── THE RECORDS ──

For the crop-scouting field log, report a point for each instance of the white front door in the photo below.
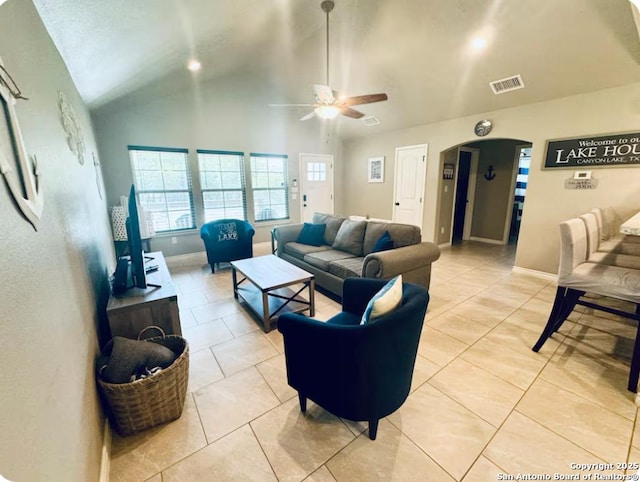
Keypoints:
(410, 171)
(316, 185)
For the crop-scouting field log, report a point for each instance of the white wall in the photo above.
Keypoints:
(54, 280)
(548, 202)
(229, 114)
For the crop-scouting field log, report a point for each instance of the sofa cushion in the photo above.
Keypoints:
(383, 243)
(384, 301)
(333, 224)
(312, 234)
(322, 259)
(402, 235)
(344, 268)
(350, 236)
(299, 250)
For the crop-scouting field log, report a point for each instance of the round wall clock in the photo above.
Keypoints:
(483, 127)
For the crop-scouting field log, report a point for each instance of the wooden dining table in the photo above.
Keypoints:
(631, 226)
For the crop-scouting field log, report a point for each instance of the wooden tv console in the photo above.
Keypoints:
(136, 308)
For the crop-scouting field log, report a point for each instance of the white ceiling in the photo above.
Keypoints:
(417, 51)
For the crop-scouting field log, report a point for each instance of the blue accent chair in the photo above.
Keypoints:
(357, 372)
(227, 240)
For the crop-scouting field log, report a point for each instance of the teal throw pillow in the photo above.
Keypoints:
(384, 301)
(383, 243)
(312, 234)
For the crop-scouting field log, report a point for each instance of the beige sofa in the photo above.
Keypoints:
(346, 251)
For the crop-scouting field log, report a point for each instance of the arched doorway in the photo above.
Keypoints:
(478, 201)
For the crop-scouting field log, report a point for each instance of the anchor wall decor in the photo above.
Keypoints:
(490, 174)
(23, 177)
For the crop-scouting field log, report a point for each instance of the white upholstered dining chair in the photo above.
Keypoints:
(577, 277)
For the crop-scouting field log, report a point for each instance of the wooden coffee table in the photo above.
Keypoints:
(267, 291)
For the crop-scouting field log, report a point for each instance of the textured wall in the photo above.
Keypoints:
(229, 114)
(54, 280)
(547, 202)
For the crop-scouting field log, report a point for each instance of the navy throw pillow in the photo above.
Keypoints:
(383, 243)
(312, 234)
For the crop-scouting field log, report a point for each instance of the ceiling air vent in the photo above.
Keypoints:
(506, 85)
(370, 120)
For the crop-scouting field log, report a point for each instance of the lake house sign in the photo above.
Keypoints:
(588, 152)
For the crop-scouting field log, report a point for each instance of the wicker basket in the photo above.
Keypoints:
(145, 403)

───
── THE RECORDS ──

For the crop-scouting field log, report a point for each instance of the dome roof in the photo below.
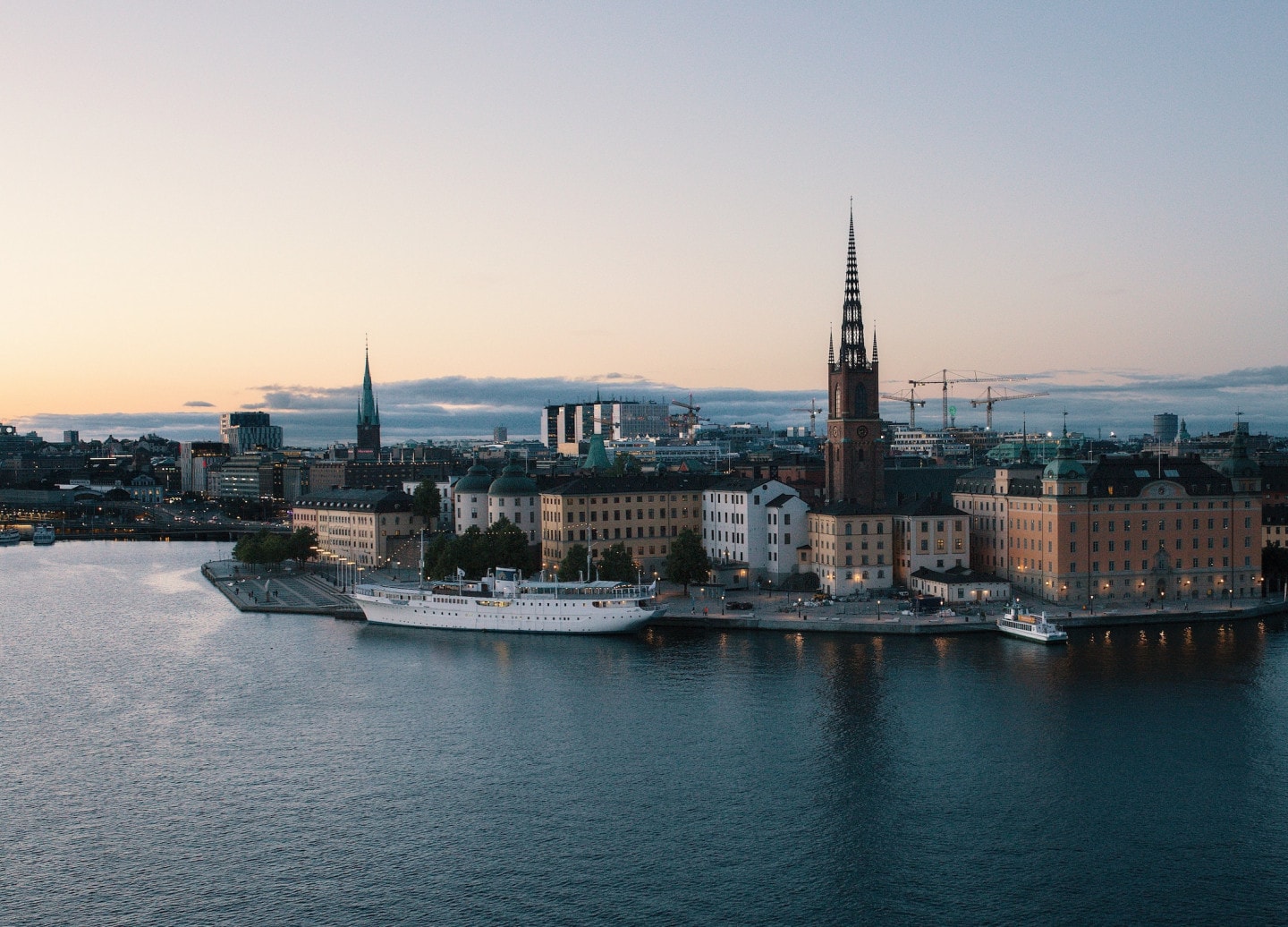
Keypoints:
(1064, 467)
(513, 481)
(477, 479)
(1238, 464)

───
── THE RECORDS ──

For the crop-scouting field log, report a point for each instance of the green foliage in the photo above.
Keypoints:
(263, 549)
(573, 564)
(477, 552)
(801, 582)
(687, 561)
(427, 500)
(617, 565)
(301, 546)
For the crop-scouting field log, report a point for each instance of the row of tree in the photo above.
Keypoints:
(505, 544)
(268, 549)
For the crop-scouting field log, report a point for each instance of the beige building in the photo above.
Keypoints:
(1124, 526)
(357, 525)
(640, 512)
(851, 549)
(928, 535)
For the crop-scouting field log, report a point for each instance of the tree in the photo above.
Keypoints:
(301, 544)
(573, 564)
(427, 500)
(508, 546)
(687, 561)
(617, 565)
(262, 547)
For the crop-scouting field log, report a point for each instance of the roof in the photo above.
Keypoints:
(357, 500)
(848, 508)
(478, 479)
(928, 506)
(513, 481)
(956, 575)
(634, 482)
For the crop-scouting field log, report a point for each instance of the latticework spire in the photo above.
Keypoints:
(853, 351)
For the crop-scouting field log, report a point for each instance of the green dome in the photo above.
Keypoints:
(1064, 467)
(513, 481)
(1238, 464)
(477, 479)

───

- ACTIVITY:
If a line in the data above holds the string "ceiling", report that line.

- OUTPUT FOR THIS EXERCISE:
For the crop-scouting field log, report a point for each instance of the white ceiling in the photo above.
For the crop-scouting field log, report a point for each instance of the ceiling air vent in the photo above.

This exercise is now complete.